**TASK OBJECTIVE**
Repeat the records below exactly.
*** Opening of RECORDS SHOWN ***
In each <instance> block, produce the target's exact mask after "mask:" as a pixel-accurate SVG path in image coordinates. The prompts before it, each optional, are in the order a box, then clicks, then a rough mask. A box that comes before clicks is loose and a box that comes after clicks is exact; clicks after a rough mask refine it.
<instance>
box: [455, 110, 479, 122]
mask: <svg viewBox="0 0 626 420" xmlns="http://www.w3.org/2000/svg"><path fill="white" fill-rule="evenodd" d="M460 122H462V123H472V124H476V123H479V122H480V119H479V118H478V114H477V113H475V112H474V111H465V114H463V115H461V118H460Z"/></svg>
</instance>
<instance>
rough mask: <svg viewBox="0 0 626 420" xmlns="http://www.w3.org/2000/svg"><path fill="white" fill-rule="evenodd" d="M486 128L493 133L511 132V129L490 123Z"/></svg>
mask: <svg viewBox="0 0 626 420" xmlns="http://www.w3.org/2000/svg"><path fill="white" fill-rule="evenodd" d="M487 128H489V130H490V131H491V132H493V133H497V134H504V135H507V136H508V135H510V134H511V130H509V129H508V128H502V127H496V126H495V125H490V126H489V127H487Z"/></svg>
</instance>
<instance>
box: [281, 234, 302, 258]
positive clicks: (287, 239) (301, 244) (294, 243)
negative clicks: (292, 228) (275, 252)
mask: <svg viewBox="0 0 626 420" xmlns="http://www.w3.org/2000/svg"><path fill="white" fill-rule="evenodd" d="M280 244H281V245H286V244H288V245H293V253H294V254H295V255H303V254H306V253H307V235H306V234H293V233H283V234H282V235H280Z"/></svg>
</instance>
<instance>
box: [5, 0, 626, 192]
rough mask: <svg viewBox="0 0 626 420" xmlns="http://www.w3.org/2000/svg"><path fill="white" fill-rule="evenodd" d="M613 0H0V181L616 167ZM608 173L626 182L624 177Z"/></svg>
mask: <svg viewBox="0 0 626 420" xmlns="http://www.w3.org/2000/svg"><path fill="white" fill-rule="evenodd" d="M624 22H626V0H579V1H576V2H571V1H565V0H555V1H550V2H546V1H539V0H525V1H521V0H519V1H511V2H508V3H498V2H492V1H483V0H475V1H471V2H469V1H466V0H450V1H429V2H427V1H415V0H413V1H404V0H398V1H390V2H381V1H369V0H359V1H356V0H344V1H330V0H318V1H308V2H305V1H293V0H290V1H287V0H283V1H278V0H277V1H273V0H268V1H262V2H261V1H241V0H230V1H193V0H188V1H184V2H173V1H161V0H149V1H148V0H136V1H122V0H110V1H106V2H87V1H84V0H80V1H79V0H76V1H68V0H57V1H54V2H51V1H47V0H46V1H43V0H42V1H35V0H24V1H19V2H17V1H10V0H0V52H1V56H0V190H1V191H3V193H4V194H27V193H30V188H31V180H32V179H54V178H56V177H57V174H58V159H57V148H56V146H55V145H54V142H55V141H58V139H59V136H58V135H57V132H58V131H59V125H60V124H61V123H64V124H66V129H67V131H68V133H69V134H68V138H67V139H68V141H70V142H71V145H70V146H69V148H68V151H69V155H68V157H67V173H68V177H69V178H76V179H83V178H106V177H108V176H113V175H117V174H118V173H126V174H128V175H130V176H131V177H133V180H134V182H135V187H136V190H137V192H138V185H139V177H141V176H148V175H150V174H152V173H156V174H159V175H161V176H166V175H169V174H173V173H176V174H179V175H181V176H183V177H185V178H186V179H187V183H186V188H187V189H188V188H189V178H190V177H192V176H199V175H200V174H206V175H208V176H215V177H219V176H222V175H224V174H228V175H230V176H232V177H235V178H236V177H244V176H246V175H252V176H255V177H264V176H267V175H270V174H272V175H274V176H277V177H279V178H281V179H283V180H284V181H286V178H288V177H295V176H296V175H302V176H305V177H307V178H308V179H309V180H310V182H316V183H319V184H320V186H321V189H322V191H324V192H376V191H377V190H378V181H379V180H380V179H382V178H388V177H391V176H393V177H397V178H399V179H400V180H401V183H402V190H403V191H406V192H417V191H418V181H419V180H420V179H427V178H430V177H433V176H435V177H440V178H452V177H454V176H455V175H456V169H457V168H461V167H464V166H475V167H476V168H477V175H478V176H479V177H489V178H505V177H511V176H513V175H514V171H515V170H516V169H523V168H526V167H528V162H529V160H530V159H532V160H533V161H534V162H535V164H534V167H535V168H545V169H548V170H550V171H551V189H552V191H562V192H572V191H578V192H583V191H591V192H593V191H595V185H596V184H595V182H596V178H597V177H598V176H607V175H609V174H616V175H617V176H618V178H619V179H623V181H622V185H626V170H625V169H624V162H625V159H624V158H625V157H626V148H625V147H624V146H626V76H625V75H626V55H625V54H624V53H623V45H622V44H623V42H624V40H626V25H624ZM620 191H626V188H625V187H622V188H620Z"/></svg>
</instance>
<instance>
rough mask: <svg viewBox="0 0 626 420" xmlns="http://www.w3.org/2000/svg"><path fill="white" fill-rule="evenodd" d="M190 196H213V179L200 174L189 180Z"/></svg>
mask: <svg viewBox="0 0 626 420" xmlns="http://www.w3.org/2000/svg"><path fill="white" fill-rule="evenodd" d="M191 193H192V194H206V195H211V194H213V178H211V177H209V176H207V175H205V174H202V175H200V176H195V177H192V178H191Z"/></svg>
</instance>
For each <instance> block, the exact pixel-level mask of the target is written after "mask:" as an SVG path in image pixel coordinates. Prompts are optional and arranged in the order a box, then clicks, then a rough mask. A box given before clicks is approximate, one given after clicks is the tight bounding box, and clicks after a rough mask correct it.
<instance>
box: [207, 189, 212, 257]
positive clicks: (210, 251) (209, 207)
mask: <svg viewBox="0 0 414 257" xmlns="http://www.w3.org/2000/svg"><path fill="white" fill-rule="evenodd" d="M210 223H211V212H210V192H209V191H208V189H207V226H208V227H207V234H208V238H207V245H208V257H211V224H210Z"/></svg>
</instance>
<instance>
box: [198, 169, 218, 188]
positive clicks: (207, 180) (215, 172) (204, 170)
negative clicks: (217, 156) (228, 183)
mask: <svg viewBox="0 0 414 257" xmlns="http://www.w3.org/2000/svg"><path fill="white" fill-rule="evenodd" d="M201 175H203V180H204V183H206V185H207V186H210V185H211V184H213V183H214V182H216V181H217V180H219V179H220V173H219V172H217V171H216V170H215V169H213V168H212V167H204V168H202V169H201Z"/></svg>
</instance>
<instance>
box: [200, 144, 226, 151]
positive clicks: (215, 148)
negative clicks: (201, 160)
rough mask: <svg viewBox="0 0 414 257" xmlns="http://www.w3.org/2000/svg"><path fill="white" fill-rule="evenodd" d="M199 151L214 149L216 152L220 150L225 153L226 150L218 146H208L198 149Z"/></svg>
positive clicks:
*** Close of RECORDS SHOWN ***
**ANSWER AREA**
In each <instance> block, produce the target's exact mask after "mask:" as a pixel-accurate SVG path in image coordinates. The prompts before it, each optional, are in the order a box, then clicks, then a rough mask. A box that comes before clicks is loose and a box that comes after clicks is exact; clicks after a rough mask refine it.
<instance>
box: [455, 110, 479, 122]
mask: <svg viewBox="0 0 626 420" xmlns="http://www.w3.org/2000/svg"><path fill="white" fill-rule="evenodd" d="M460 122H462V123H472V124H476V123H479V122H480V119H479V118H478V114H477V113H475V112H474V111H465V114H463V115H461V118H460Z"/></svg>
</instance>
<instance>
rough mask: <svg viewBox="0 0 626 420" xmlns="http://www.w3.org/2000/svg"><path fill="white" fill-rule="evenodd" d="M486 128L493 133L511 132V129L490 123Z"/></svg>
mask: <svg viewBox="0 0 626 420" xmlns="http://www.w3.org/2000/svg"><path fill="white" fill-rule="evenodd" d="M487 128H489V130H490V131H491V132H493V133H497V134H504V135H507V136H508V135H510V134H511V130H509V129H508V128H502V127H496V126H495V125H490V126H489V127H487Z"/></svg>
</instance>
<instance>
box: [281, 234, 302, 258]
positive clicks: (287, 239) (301, 244) (294, 243)
negative clicks: (292, 228) (275, 252)
mask: <svg viewBox="0 0 626 420" xmlns="http://www.w3.org/2000/svg"><path fill="white" fill-rule="evenodd" d="M280 244H281V245H286V244H288V245H293V253H294V254H295V255H303V254H306V253H307V235H306V234H293V233H283V234H282V235H280Z"/></svg>
</instance>
<instance>
box: [5, 0, 626, 192]
rough mask: <svg viewBox="0 0 626 420" xmlns="http://www.w3.org/2000/svg"><path fill="white" fill-rule="evenodd" d="M613 0H0V181L616 167ZM608 173L626 182L624 177Z"/></svg>
mask: <svg viewBox="0 0 626 420" xmlns="http://www.w3.org/2000/svg"><path fill="white" fill-rule="evenodd" d="M624 22H626V0H579V1H576V2H571V1H565V0H555V1H550V2H546V1H539V0H525V1H521V0H519V1H511V2H508V3H498V2H492V1H483V0H475V1H471V2H469V1H466V0H450V1H429V2H427V1H415V0H413V1H404V0H398V1H390V2H381V1H369V0H359V1H356V0H344V1H330V0H318V1H308V2H305V1H293V0H290V1H287V0H283V1H278V0H277V1H273V0H268V1H262V2H261V1H241V0H230V1H193V0H188V1H184V2H173V1H161V0H149V1H148V0H136V1H122V0H110V1H106V2H87V1H84V0H80V1H79V0H76V1H68V0H57V1H54V2H51V1H47V0H46V1H43V0H42V1H35V0H24V1H19V2H17V1H10V0H0V52H1V56H0V190H1V191H3V193H4V194H27V193H30V188H31V180H32V179H54V178H56V177H57V174H58V159H57V148H56V146H55V145H54V142H55V141H58V139H59V136H58V135H57V132H58V131H59V125H60V124H61V123H64V124H66V129H67V131H68V133H69V134H68V138H67V139H68V141H70V142H71V145H70V146H69V148H68V151H69V155H68V157H67V173H68V177H69V178H76V179H83V178H106V177H108V176H113V175H117V174H118V173H126V174H128V175H130V176H131V177H133V180H134V182H135V187H136V190H137V192H138V185H139V177H141V176H148V175H150V174H152V173H156V174H159V175H161V176H166V175H169V174H173V173H176V174H179V175H181V176H183V177H185V178H186V179H187V183H186V188H187V189H188V188H189V178H190V177H192V176H199V175H200V174H206V175H208V176H215V177H219V176H222V175H224V174H228V175H230V176H232V177H235V178H236V177H244V176H246V175H252V176H255V177H264V176H267V175H270V174H272V175H274V176H277V177H279V178H281V179H283V180H284V181H286V178H288V177H295V176H296V175H302V176H305V177H307V178H308V179H309V180H310V182H316V183H319V184H320V186H321V189H322V191H324V192H376V191H377V190H378V181H379V180H380V179H382V178H388V177H391V176H393V177H397V178H399V179H400V180H401V183H402V190H403V191H406V192H417V191H418V181H419V180H420V179H427V178H430V177H433V176H435V177H440V178H452V177H454V176H455V175H456V169H457V168H461V167H464V166H475V167H476V168H477V175H478V176H479V177H489V178H505V177H511V176H513V175H514V171H515V170H516V169H523V168H526V167H528V162H529V160H530V159H532V160H533V161H534V162H535V164H534V167H535V168H545V169H548V170H550V171H551V189H552V191H562V192H572V191H578V192H583V191H591V192H593V191H595V185H596V184H595V182H596V178H597V177H598V176H607V175H609V174H616V175H617V176H618V178H619V179H623V181H622V185H626V170H625V169H624V162H625V159H624V158H625V157H626V148H625V147H624V146H626V76H625V75H626V55H625V54H624V53H623V45H622V44H623V42H624V40H626V25H624ZM620 191H626V188H625V187H622V188H620Z"/></svg>
</instance>
<instance>
rough mask: <svg viewBox="0 0 626 420" xmlns="http://www.w3.org/2000/svg"><path fill="white" fill-rule="evenodd" d="M190 196H213V179L200 174L189 180Z"/></svg>
mask: <svg viewBox="0 0 626 420" xmlns="http://www.w3.org/2000/svg"><path fill="white" fill-rule="evenodd" d="M191 193H192V194H206V195H211V194H213V178H211V177H209V176H207V175H205V174H202V175H200V176H195V177H192V178H191Z"/></svg>
</instance>
For each <instance> block, the exact pixel-level mask of the target is written after "mask:" as an SVG path in image pixel coordinates. Prompts are optional and arranged in the order a box, then clicks, then a rough mask. A box given before clicks is approximate, one given after clicks is the tight bounding box, and clicks after a rough mask correct it.
<instance>
box: [207, 189, 212, 257]
positive clicks: (210, 251) (209, 207)
mask: <svg viewBox="0 0 414 257" xmlns="http://www.w3.org/2000/svg"><path fill="white" fill-rule="evenodd" d="M210 223H211V212H210V192H209V191H208V189H207V226H208V227H207V234H208V238H207V245H208V257H211V224H210Z"/></svg>
</instance>
<instance>
box: [198, 169, 218, 188]
positive clicks: (207, 180) (215, 172) (204, 170)
negative clicks: (217, 156) (228, 183)
mask: <svg viewBox="0 0 414 257" xmlns="http://www.w3.org/2000/svg"><path fill="white" fill-rule="evenodd" d="M201 175H203V180H204V183H206V185H207V186H210V185H211V184H213V183H214V182H216V181H217V180H219V179H220V173H219V172H217V171H216V170H215V169H213V168H212V167H204V168H202V169H201Z"/></svg>
</instance>
<instance>
box: [200, 144, 226, 151]
positive clicks: (215, 148)
negative clicks: (201, 160)
rough mask: <svg viewBox="0 0 414 257" xmlns="http://www.w3.org/2000/svg"><path fill="white" fill-rule="evenodd" d="M199 151L214 149L216 152L220 150L225 153L226 150L218 146H208L198 149Z"/></svg>
positive clicks:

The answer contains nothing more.